Work to complete ▸ What follows is a set of records, each of which is to be written out exactly.

>> start

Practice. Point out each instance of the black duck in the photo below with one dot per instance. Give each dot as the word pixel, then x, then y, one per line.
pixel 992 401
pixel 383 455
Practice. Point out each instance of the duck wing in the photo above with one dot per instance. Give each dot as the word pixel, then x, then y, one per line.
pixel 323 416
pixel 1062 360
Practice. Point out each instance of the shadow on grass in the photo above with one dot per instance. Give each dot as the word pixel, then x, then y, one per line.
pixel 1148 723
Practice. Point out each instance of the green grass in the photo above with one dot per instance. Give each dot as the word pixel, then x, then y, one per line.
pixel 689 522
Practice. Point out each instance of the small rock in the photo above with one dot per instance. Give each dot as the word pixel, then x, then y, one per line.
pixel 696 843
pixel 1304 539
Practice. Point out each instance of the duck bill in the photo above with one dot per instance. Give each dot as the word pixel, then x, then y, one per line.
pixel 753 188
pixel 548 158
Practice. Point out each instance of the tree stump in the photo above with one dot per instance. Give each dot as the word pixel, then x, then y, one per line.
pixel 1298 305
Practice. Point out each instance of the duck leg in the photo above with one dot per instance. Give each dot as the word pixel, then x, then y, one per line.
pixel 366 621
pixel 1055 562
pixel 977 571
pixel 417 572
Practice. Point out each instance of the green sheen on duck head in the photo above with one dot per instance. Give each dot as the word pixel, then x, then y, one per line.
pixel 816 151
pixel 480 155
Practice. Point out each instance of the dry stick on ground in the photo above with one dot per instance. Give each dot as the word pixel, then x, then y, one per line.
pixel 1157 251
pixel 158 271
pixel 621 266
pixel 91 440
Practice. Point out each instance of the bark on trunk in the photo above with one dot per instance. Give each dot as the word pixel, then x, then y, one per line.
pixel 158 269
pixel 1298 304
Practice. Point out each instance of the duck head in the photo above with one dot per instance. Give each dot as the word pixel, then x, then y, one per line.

>> end

Answer below ▸
Practice. Point out each instance of the black duck in the photo below with one dot per instance. Give each dot as the word pixel, then x, then y, one per line.
pixel 992 401
pixel 383 455
Practice. Point out each instance of the duck wing in the photo above with one dot per instance. Give each dot as the word pixel, then x, then y, one per line.
pixel 323 416
pixel 1062 360
Practice. Point out each instance of the shadow on grass in the photo above with one dot per instance. Give each dot as the word pixel, then x, then y, one per line.
pixel 1148 723
Practice. Point out each instance of the green grass in the photo above with one dot per instance. Give each dot as the word pixel, then x, then y, one per line.
pixel 689 522
Practice. Point out each instance of the small rock in the photo above with one dot per instance. Give each dot as the word pixel, then x, then y, one per line.
pixel 696 843
pixel 1304 539
Practice. Point out each instance of the duck bill in the photo above with one dot per instance. Give each dot as the word pixel, then x, then y, one per line.
pixel 753 188
pixel 548 158
Practice. Point out each instance of the tree stump in the photo above with one dot per instance. Give each dot as the word pixel, then x, then y, one per line.
pixel 1298 305
Practice. Point out each instance of the duck leg in the photo above with one dot per instance. Give each dot as the word pixel, then x, then y, one per line.
pixel 366 621
pixel 1055 562
pixel 977 571
pixel 417 572
Practice. Point out each instance of the green sheen on duck head in the photo above with one dot per instance. Give each dot as the word pixel, then x, then y, one per line.
pixel 816 151
pixel 480 155
Practice. Point out each instance of the dry stick on ground in the photo above with one dot per instance. Give each dot as the word pixel, then x, then y, one per line.
pixel 1157 251
pixel 158 271
pixel 621 266
pixel 91 440
Practice. Point out each instance of the bark on trunk in the photo above with one dot per instance. Give each dot as the word pixel, then x, then y, one per line.
pixel 158 269
pixel 1298 304
Practice. Point out each instance of the duck head in the photo above with one dot per instance. Give each dot as the word pixel, then x, then y, one per line.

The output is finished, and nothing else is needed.